_Task description_: After reading each line of the entries, give the number of lines that contain "image" and nothing else.

_Data supplied_:
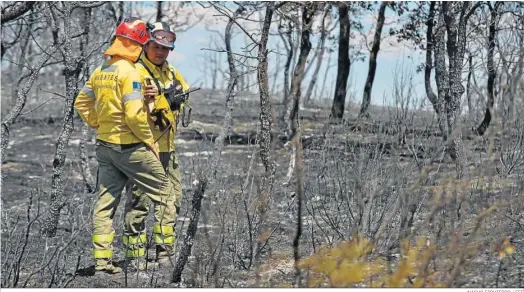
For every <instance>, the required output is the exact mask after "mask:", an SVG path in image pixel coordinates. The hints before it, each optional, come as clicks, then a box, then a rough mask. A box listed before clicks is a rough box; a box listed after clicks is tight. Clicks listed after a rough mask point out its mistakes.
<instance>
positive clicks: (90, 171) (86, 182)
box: [77, 9, 96, 193]
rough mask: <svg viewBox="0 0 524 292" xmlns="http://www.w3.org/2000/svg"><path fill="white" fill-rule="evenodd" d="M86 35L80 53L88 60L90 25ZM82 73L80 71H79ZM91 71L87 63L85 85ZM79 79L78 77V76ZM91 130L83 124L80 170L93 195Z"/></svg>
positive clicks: (86, 22) (89, 15)
mask: <svg viewBox="0 0 524 292" xmlns="http://www.w3.org/2000/svg"><path fill="white" fill-rule="evenodd" d="M83 21H84V23H90V22H91V9H85V10H84V19H83ZM85 32H86V34H85V35H84V37H83V38H82V39H81V41H80V51H81V52H82V54H83V55H82V58H84V59H85V58H86V55H85V47H86V46H87V45H88V44H89V25H87V26H86V28H85ZM78 73H80V71H78ZM89 73H90V69H89V65H88V64H87V62H85V66H84V80H83V83H84V84H85V83H86V82H87V79H88V78H89V75H90V74H89ZM77 78H78V76H77ZM89 129H90V127H89V126H88V125H87V124H86V123H83V125H82V130H81V131H82V135H81V137H80V169H81V170H82V177H83V180H84V185H85V187H86V189H87V191H88V192H90V193H92V192H94V191H95V190H96V185H95V183H96V182H95V180H94V179H93V175H92V174H91V168H90V167H89V156H88V155H87V149H86V142H87V141H88V139H89Z"/></svg>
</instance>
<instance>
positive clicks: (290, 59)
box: [279, 21, 295, 132]
mask: <svg viewBox="0 0 524 292" xmlns="http://www.w3.org/2000/svg"><path fill="white" fill-rule="evenodd" d="M292 32H293V24H292V22H291V21H289V22H288V27H287V30H286V32H285V35H284V34H283V33H282V31H281V30H280V29H279V35H280V38H281V39H282V42H283V43H284V47H285V48H286V51H287V58H286V63H285V65H284V97H283V99H282V104H283V105H284V111H283V114H282V115H279V116H280V117H279V123H280V125H279V127H280V128H281V129H282V131H283V132H285V130H284V129H285V127H286V126H285V124H286V110H285V106H286V105H287V104H288V102H289V95H290V90H291V86H289V70H290V68H291V61H292V60H293V55H294V54H293V52H294V51H295V48H294V43H293V37H292Z"/></svg>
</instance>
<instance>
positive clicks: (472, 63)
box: [466, 53, 475, 116]
mask: <svg viewBox="0 0 524 292" xmlns="http://www.w3.org/2000/svg"><path fill="white" fill-rule="evenodd" d="M468 54H469V56H468V64H469V67H468V79H467V81H466V99H467V101H468V115H470V116H471V115H472V114H473V102H472V100H471V75H473V74H474V71H475V69H474V68H473V55H471V54H470V53H468Z"/></svg>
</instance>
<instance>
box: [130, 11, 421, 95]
mask: <svg viewBox="0 0 524 292" xmlns="http://www.w3.org/2000/svg"><path fill="white" fill-rule="evenodd" d="M229 3H232V2H229ZM154 5H155V4H154V3H153V2H145V3H143V5H142V6H141V7H137V8H135V9H138V10H137V11H138V12H139V13H140V14H141V15H143V16H144V18H148V17H149V18H150V20H153V19H154V18H153V16H154V15H155V13H156V8H155V7H154ZM232 5H234V4H232ZM233 7H234V6H233ZM377 8H378V7H377ZM233 9H234V8H233ZM377 10H378V9H375V10H374V11H372V12H369V13H367V14H365V15H360V16H359V15H350V17H352V18H359V19H361V20H362V23H363V25H364V29H363V30H364V31H365V32H366V35H367V37H368V42H369V43H370V42H372V40H373V37H372V36H373V32H374V27H375V21H376V17H377ZM333 11H335V13H336V9H335V10H333ZM218 14H219V13H217V11H216V10H215V9H213V8H209V9H204V8H203V7H202V6H201V5H199V4H197V3H193V4H191V5H189V6H188V7H185V8H183V10H182V11H179V15H183V16H179V18H180V19H181V18H182V17H184V19H189V20H190V22H191V21H196V20H197V19H199V18H201V20H200V21H199V22H198V23H197V24H196V25H194V26H193V27H191V28H190V29H188V30H186V31H183V32H178V33H177V40H176V44H175V46H176V47H175V50H174V51H172V52H171V53H170V56H169V57H168V61H169V62H170V63H172V64H173V65H174V66H175V67H176V68H177V69H178V70H179V71H180V73H181V74H182V75H183V76H184V78H185V79H186V81H187V82H188V83H189V84H190V85H191V86H205V87H210V86H211V77H210V72H208V73H207V74H205V73H204V68H205V66H206V63H207V66H208V67H210V66H211V64H210V63H209V62H210V60H209V55H211V54H222V56H221V58H220V60H221V62H220V66H221V68H222V70H225V71H226V72H227V57H226V53H215V52H211V51H209V49H224V48H225V45H224V44H223V41H222V37H221V36H220V35H219V34H218V33H217V31H218V32H220V33H221V34H222V35H223V33H224V30H225V25H226V21H227V18H225V17H218V16H217V15H218ZM188 15H189V16H188ZM199 16H200V17H199ZM256 16H258V17H263V11H262V12H261V13H259V14H256V15H255V17H256ZM397 20H398V17H397V16H396V14H395V13H394V12H393V11H392V10H390V9H389V8H388V9H386V21H385V26H384V28H383V31H382V38H383V39H382V43H381V50H380V52H379V55H378V58H377V70H376V74H375V80H374V84H373V90H372V101H371V102H372V104H376V105H383V104H384V103H386V104H391V103H394V100H393V98H392V97H391V96H392V92H393V86H394V83H395V78H394V76H395V70H396V69H397V70H398V66H404V68H405V69H407V70H411V71H412V72H413V74H414V75H413V83H414V86H415V92H416V93H417V96H415V98H417V99H419V100H424V99H425V90H424V82H423V81H424V76H423V73H415V67H416V65H418V64H420V63H422V62H423V60H424V55H423V54H421V52H420V51H414V50H412V49H410V48H408V47H407V46H406V45H405V44H399V43H398V42H397V41H396V38H395V37H390V36H389V33H388V32H389V29H390V27H392V26H394V25H395V23H396V22H397ZM172 21H173V20H169V19H167V22H168V23H169V22H171V23H172ZM178 21H181V20H178ZM240 23H241V24H242V25H243V26H245V27H246V29H247V30H249V29H251V30H252V31H256V30H257V29H258V28H259V26H260V23H257V22H240ZM333 24H334V25H335V29H334V30H333V34H335V35H338V24H337V23H331V24H328V27H329V26H331V25H333ZM277 25H278V24H277V23H273V24H272V32H275V33H276V32H277ZM319 25H320V17H317V21H316V27H319ZM209 29H211V30H214V31H210V30H209ZM233 29H234V34H235V36H234V37H233V39H232V46H233V51H234V52H236V53H242V49H241V48H242V47H244V46H245V45H246V43H250V41H249V40H248V39H247V38H246V36H245V34H244V33H243V32H242V31H241V30H240V29H238V27H236V26H234V28H233ZM353 32H354V33H355V36H356V38H354V39H351V40H350V44H352V45H358V44H362V42H363V38H362V36H361V34H359V33H357V32H356V31H355V30H353ZM317 41H318V35H315V34H314V35H313V36H312V38H311V42H312V45H313V50H312V51H311V53H310V57H309V59H311V57H312V56H313V52H314V49H315V47H316V46H317ZM330 43H331V44H332V42H330ZM277 46H280V51H281V53H282V54H283V53H284V52H285V51H284V49H283V48H284V46H283V43H282V42H281V39H280V37H279V36H271V37H270V40H269V43H268V47H269V48H270V49H274V50H276V49H277ZM331 46H332V47H333V48H334V49H335V51H334V52H333V53H331V54H332V56H331V60H330V70H329V72H328V79H327V81H326V89H325V90H324V92H322V94H320V93H319V94H318V95H317V97H322V98H327V99H332V95H333V94H334V92H333V88H334V84H335V82H334V81H335V79H336V70H337V66H336V60H337V56H338V53H337V44H336V43H335V44H332V45H331ZM253 52H254V53H255V54H256V49H255V50H254V51H253ZM363 53H364V54H365V56H366V59H365V60H364V61H357V62H355V63H353V64H352V66H351V71H350V77H349V80H348V82H349V83H350V84H351V85H350V88H349V92H348V95H347V97H346V100H353V101H355V102H357V103H360V101H361V99H362V94H363V88H364V84H365V81H366V78H367V74H368V68H369V59H368V58H367V57H368V56H369V51H367V49H365V48H364V50H363ZM206 55H207V56H208V57H207V58H206ZM217 58H218V57H217ZM327 59H328V55H327V54H325V56H324V62H323V66H322V67H321V69H320V73H319V75H320V76H319V80H318V81H317V86H321V85H320V84H321V83H322V82H323V77H324V73H325V70H326V66H327ZM253 61H254V60H253ZM283 62H285V56H282V57H280V62H278V63H283ZM276 64H277V55H276V53H273V54H270V56H269V74H270V82H271V83H272V82H273V78H272V77H271V74H272V73H273V72H275V70H276ZM313 67H314V65H313ZM279 68H280V70H279V73H280V76H282V77H280V76H279V77H278V78H277V87H279V88H281V86H282V80H283V69H282V67H279ZM313 70H314V68H311V70H309V72H308V75H306V79H305V80H304V82H303V84H302V88H303V92H305V91H306V90H307V87H308V85H309V80H310V77H311V76H310V75H311V73H312V72H313ZM220 75H221V74H219V76H220ZM397 75H398V74H397ZM397 77H398V76H397ZM251 78H252V79H251V80H252V81H255V80H256V79H255V78H256V75H255V73H254V74H253V75H252V77H251ZM219 81H220V82H221V86H220V85H219V87H222V88H225V87H226V85H227V80H226V81H224V80H222V79H221V78H220V80H219ZM269 87H270V88H272V84H270V85H269ZM254 91H256V89H255V90H254ZM317 91H318V90H317ZM426 103H427V102H426Z"/></svg>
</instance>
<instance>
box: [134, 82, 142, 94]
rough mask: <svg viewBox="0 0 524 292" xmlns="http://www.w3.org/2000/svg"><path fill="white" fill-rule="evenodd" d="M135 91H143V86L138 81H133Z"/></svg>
mask: <svg viewBox="0 0 524 292" xmlns="http://www.w3.org/2000/svg"><path fill="white" fill-rule="evenodd" d="M133 91H137V92H140V91H142V84H140V82H138V81H133Z"/></svg>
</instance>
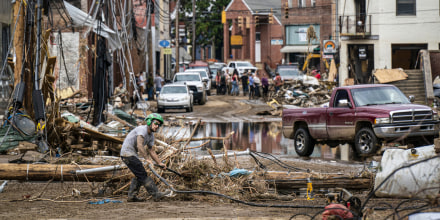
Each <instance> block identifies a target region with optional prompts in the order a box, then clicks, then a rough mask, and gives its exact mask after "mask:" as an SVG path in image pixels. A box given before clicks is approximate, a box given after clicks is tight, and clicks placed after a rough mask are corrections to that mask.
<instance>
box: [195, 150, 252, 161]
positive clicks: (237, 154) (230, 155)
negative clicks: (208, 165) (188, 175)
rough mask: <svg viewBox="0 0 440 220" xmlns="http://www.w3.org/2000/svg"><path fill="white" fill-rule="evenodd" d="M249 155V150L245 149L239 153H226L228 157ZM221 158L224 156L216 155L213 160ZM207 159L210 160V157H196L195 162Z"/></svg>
mask: <svg viewBox="0 0 440 220" xmlns="http://www.w3.org/2000/svg"><path fill="white" fill-rule="evenodd" d="M249 154H250V151H249V148H247V149H246V150H245V151H239V152H228V155H227V156H228V157H230V156H245V155H249ZM223 156H225V154H217V155H214V158H221V157H223ZM209 158H212V157H211V156H199V157H197V160H203V159H209Z"/></svg>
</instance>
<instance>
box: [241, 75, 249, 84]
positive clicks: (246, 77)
mask: <svg viewBox="0 0 440 220" xmlns="http://www.w3.org/2000/svg"><path fill="white" fill-rule="evenodd" d="M247 80H248V76H247V75H243V76H241V84H242V85H247Z"/></svg>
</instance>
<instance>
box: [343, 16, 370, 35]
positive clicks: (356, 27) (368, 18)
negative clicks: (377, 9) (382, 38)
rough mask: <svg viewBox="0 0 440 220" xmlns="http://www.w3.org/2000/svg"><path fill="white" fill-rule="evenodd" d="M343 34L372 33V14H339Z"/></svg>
mask: <svg viewBox="0 0 440 220" xmlns="http://www.w3.org/2000/svg"><path fill="white" fill-rule="evenodd" d="M339 33H340V34H341V35H371V15H356V16H339Z"/></svg>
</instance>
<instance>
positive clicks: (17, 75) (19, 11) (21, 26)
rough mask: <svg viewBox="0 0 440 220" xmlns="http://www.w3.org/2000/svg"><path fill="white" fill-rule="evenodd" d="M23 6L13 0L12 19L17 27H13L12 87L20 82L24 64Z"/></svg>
mask: <svg viewBox="0 0 440 220" xmlns="http://www.w3.org/2000/svg"><path fill="white" fill-rule="evenodd" d="M24 10H25V7H23V5H22V1H21V0H17V1H15V4H14V19H13V22H14V23H15V21H16V20H17V17H18V22H17V27H16V28H15V34H14V51H15V68H14V88H15V86H16V85H17V83H19V82H20V74H21V69H22V66H23V65H24V64H23V63H24V60H23V47H24V44H23V38H24V33H23V32H24V14H25V12H24Z"/></svg>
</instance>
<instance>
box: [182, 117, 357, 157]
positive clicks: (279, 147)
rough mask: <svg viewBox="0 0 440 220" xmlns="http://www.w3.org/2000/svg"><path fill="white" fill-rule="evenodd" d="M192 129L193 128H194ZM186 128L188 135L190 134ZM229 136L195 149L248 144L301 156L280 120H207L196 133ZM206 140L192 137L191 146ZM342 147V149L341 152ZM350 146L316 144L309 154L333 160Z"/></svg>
mask: <svg viewBox="0 0 440 220" xmlns="http://www.w3.org/2000/svg"><path fill="white" fill-rule="evenodd" d="M191 129H193V128H191ZM191 132H193V131H192V130H191V131H190V132H187V134H185V136H186V137H187V136H189V133H191ZM231 132H233V134H232V135H231V136H230V138H229V139H227V140H225V141H223V140H211V141H210V143H208V144H207V145H205V146H204V147H203V148H198V149H197V150H196V151H202V152H199V153H204V152H203V151H206V148H210V149H211V150H213V151H216V150H221V149H222V148H223V146H225V147H226V148H227V149H228V150H234V151H244V150H246V149H248V148H249V150H251V151H257V152H262V153H270V154H274V155H291V156H298V155H297V154H296V152H295V148H294V146H293V140H292V139H288V138H285V137H284V136H283V133H282V123H281V122H208V123H204V124H203V125H199V126H198V128H197V130H196V131H195V133H194V138H207V137H226V136H228V135H230V134H231ZM204 142H206V140H199V141H192V142H191V143H190V144H189V146H190V147H195V146H199V145H202V144H203V143H204ZM341 149H342V152H341ZM346 152H348V150H346V149H345V150H344V147H335V148H330V147H328V146H327V145H316V146H315V149H314V151H313V153H312V155H311V156H310V157H312V158H322V159H330V160H341V158H342V159H343V160H345V158H346V157H349V155H346V154H348V153H346Z"/></svg>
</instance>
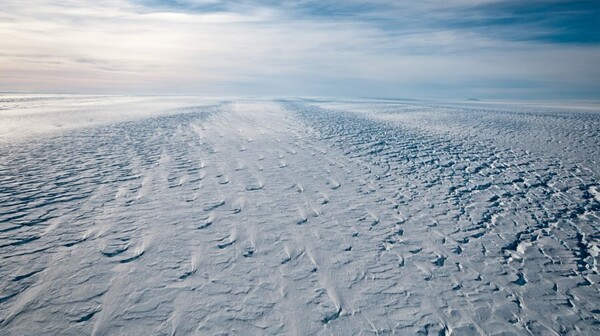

_Result of this task_: 2